The task: Whatever appears in the listing must be reproduced exactly.

Data supplied:

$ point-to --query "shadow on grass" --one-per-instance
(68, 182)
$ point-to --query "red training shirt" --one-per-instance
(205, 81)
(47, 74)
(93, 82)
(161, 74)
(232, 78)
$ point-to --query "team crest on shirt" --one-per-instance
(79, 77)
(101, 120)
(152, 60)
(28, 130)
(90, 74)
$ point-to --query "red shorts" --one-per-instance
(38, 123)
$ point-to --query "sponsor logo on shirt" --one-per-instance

Response to this exercise:
$ point-to --query "shadow on grass" --one-per-instance
(68, 182)
$ point-to --query "red training shirt" --one-per-instance
(205, 81)
(47, 74)
(93, 82)
(161, 74)
(232, 78)
$ point-to --query "team crest on shirt" --one-per-instance
(79, 77)
(101, 120)
(152, 60)
(28, 130)
(90, 74)
$ point-to --query "red shorts" --one-per-instance
(38, 123)
$ point-to --query "sponsor logo on shirt" --one-per-instance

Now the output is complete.